**Work item:**
Reproduce exactly, from the data that follows, the line with "roi: woman carrying bag", the line with "roi: white balustrade", and every line that lies between them.
● ● ● ● ●
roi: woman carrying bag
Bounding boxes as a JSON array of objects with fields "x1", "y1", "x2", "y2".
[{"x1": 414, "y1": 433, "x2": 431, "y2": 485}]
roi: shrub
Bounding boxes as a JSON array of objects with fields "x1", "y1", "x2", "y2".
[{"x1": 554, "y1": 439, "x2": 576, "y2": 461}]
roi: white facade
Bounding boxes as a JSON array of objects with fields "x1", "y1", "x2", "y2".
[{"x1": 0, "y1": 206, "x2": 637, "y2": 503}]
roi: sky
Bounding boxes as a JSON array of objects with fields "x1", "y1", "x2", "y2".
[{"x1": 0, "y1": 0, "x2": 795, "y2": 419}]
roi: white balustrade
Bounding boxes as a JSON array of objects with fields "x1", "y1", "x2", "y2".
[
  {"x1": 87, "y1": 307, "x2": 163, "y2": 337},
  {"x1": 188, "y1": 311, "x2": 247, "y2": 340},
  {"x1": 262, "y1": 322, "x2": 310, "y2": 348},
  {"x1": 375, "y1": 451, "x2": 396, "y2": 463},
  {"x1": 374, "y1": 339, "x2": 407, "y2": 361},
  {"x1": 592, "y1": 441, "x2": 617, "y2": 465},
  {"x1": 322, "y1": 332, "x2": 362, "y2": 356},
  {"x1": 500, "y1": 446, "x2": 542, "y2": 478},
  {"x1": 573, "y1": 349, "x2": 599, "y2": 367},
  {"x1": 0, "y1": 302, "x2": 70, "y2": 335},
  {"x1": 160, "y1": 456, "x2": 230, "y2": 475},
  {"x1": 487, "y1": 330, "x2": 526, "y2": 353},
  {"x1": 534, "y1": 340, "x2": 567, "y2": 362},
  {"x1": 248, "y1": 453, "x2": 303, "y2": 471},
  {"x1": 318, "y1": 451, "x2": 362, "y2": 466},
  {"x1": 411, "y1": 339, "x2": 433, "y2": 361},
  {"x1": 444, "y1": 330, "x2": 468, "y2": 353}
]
● ● ● ● ●
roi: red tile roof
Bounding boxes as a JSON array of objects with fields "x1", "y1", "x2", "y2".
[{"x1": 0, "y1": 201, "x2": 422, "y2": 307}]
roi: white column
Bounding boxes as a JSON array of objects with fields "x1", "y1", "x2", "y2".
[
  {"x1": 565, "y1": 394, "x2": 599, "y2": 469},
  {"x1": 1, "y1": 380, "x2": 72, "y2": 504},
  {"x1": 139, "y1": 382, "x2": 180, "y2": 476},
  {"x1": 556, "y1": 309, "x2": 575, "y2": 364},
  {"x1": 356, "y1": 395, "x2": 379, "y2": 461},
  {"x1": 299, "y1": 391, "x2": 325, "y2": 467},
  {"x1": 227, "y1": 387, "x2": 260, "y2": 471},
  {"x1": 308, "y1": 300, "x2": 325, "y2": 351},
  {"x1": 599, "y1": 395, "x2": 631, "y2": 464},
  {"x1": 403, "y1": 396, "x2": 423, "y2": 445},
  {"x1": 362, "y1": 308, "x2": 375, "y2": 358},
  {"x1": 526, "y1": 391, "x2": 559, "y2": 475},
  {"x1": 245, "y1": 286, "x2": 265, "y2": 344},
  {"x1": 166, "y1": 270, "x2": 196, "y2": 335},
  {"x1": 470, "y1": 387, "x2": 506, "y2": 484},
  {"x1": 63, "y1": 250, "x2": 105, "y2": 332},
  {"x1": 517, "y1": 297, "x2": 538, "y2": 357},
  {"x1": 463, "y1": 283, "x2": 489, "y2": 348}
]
● ● ● ● ●
**Problem solution:**
roi: woman carrying bag
Bounding boxes as a JSON array of objects with fields "x1", "y1", "x2", "y2".
[{"x1": 414, "y1": 433, "x2": 431, "y2": 485}]
roi: shrub
Bounding boxes as a JSON array of objects with fields "x1", "y1", "x2", "y2".
[{"x1": 554, "y1": 439, "x2": 576, "y2": 461}]
roi: white facade
Bounding boxes as a JSON array of objects with fields "x1", "y1", "x2", "y2".
[{"x1": 0, "y1": 206, "x2": 637, "y2": 503}]
roi: sky
Bounding boxes as a JSON array of objects with fields "x1", "y1", "x2", "y2".
[{"x1": 0, "y1": 0, "x2": 795, "y2": 419}]
roi: white balustrade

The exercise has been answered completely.